Task set:
• A. From the insurance layoffs article, list every company that the article says cut jobs.
• B. Write out the stretch of the insurance layoffs article from "The wave of" through "and turnaround management.", word for word.
*** Reading text
GEICO, Liberty Mutual, Farmers Insurance layoffs – what are companies thinking?

Restructuring expert sheds light on insurance industry's 'period of correction'

GEICO, Liberty Mutual, Farmers Insurance layoffs – what are companies thinking?

Insurance News

By Gia Snape

The wave of layoffs and restructuring among large insurers such as GEICO, Liberty Mutual, and Farmers Insurance has driven concern about the state of the industry.

At least one corporate restructuring expert sees this trend continuing for several years as carriers undergo “a period of correction.”

“We’re in a very transitionary period, both in our economy and in the risk factors that have been playing out for a long time,” said Scott Stuart (pictured below), CEO of the Turnaround Management Association (TMA), a global organization dedicated to corporate renewal and turnaround management.

Insurance layoffs make headlines – GEICO, Liberty Mutual, Farmers take action

Several insurance giants have announced significant job cuts as part of cost-cutting measures. Prudential Financial trimmed 243 executive roles earlier this month, while insurtech Hippo laid off 20% of its workforce in a bid to “drive efficiency.”

In October, Liberty Mutual announced it was slashing 850 jobs as part of a “transformation” initiative, while rival GEICO cut 2,000 staff and issued a return to office mandate. In August, Farmers Insurance confirmed it was slashing 2,400 jobs.

“There’s a period of adjustment that needs to happen because there was a very elongated and unnatural time when the economy was lifted for many artificial reasons, and we never had a correction,” said Stuart.
******
*** Extracted information
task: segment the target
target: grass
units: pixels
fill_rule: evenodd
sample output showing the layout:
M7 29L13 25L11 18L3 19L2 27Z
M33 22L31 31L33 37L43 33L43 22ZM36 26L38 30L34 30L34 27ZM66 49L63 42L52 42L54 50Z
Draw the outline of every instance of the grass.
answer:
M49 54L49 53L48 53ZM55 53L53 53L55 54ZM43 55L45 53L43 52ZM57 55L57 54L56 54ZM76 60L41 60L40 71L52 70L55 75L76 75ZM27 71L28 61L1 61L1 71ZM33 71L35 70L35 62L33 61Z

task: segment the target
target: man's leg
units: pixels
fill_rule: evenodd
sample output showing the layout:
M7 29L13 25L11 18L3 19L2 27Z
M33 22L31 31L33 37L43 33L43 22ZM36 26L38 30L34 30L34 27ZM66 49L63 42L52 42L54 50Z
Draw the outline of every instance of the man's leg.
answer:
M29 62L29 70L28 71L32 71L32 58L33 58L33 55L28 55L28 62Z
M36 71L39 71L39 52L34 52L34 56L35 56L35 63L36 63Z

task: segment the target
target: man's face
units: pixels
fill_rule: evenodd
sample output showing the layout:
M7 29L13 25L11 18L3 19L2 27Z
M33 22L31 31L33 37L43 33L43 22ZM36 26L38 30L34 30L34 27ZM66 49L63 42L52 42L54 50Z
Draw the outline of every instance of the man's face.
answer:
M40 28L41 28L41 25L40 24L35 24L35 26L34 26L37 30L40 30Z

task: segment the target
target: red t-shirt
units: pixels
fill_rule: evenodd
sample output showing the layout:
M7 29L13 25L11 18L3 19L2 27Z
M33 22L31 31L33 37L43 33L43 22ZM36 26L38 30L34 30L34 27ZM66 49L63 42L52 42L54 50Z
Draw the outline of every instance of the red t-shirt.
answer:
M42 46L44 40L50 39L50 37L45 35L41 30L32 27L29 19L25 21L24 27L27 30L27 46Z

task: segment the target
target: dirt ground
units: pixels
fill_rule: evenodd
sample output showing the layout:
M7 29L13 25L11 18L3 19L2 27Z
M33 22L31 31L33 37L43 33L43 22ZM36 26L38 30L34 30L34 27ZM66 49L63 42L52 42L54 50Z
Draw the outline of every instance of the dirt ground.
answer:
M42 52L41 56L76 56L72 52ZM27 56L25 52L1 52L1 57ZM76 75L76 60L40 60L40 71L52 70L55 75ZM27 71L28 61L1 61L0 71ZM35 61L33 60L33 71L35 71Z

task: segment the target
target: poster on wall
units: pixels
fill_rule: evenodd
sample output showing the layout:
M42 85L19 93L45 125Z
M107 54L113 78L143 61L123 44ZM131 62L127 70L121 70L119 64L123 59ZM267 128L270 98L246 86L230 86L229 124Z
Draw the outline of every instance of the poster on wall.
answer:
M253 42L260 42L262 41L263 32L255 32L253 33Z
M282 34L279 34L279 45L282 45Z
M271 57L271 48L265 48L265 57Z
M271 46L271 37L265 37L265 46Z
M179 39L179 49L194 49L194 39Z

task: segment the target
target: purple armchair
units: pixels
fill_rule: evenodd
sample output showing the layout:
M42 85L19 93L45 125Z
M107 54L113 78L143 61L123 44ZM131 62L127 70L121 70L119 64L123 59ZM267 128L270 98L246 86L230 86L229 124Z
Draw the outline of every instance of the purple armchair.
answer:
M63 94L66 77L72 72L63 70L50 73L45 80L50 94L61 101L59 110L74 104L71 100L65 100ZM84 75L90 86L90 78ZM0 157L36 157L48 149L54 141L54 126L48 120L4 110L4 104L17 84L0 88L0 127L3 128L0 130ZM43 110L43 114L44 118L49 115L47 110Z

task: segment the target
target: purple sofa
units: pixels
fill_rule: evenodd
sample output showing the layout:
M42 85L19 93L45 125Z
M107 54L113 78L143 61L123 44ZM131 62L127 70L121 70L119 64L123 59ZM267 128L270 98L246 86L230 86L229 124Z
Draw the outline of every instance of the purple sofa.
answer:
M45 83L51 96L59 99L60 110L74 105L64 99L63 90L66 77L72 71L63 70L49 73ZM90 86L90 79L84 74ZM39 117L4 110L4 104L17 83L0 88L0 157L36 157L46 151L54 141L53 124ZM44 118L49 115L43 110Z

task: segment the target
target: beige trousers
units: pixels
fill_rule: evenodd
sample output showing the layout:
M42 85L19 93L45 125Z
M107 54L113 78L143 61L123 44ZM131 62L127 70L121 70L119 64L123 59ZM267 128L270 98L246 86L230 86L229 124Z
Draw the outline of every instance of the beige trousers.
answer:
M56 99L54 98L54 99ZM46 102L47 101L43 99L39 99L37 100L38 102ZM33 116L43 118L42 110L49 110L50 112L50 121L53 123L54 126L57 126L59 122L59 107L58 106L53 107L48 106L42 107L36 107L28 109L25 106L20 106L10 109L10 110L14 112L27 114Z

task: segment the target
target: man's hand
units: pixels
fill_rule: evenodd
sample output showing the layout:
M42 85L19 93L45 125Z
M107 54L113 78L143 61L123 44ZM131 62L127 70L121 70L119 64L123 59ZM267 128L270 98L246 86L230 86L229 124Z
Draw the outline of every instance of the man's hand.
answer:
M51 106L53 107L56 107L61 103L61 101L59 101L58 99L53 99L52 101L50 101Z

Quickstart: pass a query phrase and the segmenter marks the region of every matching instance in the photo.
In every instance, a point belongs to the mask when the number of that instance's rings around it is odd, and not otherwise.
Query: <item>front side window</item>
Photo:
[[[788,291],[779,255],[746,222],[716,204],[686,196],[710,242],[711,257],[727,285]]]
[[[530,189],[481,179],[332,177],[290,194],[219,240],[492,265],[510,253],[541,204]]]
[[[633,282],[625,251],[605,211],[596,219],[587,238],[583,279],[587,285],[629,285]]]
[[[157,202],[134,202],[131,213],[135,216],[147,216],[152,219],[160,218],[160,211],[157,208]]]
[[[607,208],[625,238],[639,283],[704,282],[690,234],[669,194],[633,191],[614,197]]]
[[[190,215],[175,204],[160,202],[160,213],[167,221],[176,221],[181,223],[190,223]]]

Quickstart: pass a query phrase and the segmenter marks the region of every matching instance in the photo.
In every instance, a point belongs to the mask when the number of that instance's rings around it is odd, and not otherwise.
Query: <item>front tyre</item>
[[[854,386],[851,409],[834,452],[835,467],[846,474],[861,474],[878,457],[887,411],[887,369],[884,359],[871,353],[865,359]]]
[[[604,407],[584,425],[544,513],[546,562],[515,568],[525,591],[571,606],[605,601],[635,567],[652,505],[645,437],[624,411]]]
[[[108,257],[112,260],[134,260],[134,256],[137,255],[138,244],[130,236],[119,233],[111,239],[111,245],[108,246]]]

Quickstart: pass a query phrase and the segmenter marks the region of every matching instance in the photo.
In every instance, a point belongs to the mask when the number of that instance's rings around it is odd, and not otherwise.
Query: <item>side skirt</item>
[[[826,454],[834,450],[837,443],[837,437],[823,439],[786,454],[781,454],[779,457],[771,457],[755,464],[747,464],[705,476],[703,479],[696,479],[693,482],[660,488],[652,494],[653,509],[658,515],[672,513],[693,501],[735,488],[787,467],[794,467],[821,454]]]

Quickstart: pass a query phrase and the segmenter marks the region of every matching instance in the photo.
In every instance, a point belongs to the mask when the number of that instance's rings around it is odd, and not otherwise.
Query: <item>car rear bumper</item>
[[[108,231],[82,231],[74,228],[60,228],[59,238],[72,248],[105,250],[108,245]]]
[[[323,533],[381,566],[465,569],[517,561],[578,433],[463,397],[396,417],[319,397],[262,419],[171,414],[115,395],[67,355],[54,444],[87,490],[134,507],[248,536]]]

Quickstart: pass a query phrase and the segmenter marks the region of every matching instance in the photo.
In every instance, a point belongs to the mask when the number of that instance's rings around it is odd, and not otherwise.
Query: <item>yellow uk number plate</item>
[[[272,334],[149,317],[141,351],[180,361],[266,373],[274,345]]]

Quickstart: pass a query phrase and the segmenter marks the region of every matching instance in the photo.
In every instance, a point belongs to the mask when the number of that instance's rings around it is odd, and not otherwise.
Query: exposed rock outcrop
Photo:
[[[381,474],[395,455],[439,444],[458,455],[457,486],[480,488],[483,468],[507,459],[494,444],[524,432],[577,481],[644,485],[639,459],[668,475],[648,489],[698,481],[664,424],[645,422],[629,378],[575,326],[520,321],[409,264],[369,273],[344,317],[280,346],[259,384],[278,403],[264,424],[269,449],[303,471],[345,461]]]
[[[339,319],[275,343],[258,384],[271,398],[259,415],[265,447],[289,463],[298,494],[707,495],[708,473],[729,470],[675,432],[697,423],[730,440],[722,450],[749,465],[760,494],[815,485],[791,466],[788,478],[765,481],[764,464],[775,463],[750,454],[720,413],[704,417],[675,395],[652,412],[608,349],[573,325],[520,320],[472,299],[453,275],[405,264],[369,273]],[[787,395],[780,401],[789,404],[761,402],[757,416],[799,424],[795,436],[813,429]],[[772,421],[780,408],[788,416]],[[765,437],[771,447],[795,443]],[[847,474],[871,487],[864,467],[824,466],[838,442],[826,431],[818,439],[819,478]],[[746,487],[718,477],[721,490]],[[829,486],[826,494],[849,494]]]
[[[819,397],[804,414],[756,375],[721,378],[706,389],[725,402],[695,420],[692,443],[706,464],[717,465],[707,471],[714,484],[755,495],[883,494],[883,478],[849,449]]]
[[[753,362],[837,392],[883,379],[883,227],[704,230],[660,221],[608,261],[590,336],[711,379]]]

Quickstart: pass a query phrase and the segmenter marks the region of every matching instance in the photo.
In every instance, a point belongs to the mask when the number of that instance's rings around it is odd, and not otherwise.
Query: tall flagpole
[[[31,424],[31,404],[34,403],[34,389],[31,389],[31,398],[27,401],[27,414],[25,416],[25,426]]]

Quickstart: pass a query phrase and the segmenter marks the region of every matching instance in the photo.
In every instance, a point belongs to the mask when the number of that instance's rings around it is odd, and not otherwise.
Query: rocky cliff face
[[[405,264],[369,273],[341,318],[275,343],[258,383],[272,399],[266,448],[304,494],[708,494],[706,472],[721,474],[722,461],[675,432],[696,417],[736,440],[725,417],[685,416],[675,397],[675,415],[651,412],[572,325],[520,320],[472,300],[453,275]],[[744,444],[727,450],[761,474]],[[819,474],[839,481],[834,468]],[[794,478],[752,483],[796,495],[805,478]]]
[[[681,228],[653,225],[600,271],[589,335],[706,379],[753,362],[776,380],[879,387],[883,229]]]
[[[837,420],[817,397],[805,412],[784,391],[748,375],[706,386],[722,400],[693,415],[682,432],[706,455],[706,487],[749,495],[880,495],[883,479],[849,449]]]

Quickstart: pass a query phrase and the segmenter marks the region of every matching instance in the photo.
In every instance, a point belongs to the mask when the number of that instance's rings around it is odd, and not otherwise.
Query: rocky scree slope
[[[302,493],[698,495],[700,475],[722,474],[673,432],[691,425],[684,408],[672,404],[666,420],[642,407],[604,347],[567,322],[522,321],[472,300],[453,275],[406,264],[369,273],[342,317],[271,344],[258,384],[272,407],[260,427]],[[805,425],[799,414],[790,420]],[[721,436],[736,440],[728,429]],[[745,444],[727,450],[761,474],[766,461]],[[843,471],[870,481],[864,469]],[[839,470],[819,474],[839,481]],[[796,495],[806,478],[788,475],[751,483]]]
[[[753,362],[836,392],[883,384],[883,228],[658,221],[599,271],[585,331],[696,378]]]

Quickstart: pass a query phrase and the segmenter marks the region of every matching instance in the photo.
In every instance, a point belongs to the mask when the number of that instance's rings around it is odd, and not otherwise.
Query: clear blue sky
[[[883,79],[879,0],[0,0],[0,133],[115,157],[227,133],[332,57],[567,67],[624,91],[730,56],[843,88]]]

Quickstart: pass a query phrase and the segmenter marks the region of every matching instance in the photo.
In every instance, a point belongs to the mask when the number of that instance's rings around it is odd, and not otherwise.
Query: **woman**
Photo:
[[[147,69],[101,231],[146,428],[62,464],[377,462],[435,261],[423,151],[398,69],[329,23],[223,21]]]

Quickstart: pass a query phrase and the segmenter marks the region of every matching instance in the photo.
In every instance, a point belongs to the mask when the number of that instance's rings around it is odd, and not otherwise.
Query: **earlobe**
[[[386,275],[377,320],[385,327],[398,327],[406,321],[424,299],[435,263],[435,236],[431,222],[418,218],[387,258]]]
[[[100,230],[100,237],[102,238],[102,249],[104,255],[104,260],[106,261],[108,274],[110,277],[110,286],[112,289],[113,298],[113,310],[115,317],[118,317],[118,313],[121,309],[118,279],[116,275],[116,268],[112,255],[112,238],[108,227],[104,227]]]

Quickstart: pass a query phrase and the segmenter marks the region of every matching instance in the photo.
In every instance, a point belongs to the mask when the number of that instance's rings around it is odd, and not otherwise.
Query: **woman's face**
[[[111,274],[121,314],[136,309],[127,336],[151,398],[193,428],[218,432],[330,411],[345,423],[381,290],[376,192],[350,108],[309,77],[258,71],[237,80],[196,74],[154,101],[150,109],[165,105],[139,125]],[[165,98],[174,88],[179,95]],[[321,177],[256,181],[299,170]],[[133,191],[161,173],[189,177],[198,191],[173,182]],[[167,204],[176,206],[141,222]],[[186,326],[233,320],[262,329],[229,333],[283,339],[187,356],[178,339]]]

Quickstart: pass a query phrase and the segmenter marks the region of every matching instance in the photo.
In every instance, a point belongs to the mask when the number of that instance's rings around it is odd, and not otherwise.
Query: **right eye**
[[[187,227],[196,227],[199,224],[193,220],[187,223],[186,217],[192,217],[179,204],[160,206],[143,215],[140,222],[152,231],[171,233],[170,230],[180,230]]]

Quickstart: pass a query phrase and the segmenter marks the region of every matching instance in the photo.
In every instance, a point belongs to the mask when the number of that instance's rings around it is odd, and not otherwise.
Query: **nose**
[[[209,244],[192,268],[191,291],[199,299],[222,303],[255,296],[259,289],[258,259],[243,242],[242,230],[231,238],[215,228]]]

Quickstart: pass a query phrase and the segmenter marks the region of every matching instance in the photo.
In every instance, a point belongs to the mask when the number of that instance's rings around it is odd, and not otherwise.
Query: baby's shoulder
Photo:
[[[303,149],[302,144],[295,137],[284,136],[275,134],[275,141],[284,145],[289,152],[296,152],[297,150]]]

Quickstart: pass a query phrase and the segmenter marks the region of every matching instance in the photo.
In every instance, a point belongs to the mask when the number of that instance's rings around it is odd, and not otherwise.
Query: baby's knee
******
Per-task answers:
• A. Prudential Financial, Hippo, Liberty Mutual, GEICO, Farmers Insurance

• B.
The wave of layoffs and restructuring among large insurers such as GEICO, Liberty Mutual, and Farmers Insurance has driven concern about the state of the industry.

At least one corporate restructuring expert sees this trend continuing for several years as carriers undergo “a period of correction.”

“We’re in a very transitionary period, both in our economy and in the risk factors that have been playing out for a long time,” said Scott Stuart (pictured below), CEO of the Turnaround Management Association (TMA), a global organization dedicated to corporate renewal and turnaround management.